Why Europe matters
Cärlchen Jupp takes exception to the characterisation of the European Elections as ‘not relevant enough for Cam’.
As exams loom and Cambridge buckles down, there is, needless to say, a reduction in news spurting out of Cambridge.
That’s not to say there’s none – as we’ve seen in the last week – but perhaps those of us not slaving away over our books have had more time to focus on things further afield. But I was somewhat bemused when I was told that the European elections were not relevant to Cambridge – because by Christ they are. As is the EU, and everything it entails – and it’s time for us to get off our overused arses (now there’s an image) and start to think about it.
Because come 2017, there may be no more Britain in the EU. And whilst it helps morons like Janice Atkinson (here showing just how intellectually mature UKIP are) and the Cleggsta (boo, hiss, tuition fees standard leftist drivel) to get some cheap headlines, if we leave the EU there will definitely be consequences. It’s not a zero-sum game, and at Cambridge it will affect us very directly, if it happens. I would put a significant amount of cash on the Vice-Chancellor et al coming out in favour of staying in – and perhaps they would be right to do so.

● ● ● ● ●

● **Prompt**
Answer these about the piece on why Europe matters:
(a) What characterisation of the European Elections does Cärlchen Jupp object to?
(b) In what year, according to the piece, might Britain no longer be in the EU?
(c) Who does the writer bet will come out in favor of staying in?

● ● ● ● ●

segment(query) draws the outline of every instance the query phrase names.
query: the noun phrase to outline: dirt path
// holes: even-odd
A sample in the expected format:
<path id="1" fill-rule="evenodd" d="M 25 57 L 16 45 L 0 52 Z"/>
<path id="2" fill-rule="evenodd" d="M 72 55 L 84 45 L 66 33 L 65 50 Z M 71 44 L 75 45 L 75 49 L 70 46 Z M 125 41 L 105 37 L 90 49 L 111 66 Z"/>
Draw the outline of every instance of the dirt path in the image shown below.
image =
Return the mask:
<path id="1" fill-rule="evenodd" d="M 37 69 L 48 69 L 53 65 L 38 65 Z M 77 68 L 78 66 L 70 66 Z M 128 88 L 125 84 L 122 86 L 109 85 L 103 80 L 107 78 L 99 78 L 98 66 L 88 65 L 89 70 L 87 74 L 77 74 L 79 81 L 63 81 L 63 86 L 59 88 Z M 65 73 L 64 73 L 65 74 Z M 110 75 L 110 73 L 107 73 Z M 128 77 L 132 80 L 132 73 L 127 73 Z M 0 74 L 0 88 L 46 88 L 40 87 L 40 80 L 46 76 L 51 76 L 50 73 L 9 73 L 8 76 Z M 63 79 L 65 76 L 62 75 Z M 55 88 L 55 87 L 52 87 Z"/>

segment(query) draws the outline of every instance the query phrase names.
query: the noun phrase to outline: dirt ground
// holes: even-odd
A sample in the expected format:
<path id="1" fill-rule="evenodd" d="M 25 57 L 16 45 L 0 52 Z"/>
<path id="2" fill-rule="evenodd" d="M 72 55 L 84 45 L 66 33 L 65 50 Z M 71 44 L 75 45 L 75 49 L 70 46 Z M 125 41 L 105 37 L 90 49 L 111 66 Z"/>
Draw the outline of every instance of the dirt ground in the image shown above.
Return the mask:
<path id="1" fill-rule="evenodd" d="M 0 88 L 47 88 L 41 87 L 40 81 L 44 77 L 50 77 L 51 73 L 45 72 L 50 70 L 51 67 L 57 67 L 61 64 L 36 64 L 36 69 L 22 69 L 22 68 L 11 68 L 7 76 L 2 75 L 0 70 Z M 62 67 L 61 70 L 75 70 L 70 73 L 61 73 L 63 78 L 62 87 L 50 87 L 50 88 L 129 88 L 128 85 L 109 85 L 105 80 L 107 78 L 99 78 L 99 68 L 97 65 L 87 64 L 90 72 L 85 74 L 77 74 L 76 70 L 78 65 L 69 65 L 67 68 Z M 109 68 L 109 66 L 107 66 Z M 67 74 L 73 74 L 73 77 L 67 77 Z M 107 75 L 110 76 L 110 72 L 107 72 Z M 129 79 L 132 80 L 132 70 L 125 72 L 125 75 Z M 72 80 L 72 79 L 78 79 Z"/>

● ● ● ● ●

● **Task solution**
(a) That they are "not relevant enough for Cam."
(b) 2017.
(c) The Vice-Chancellor et al.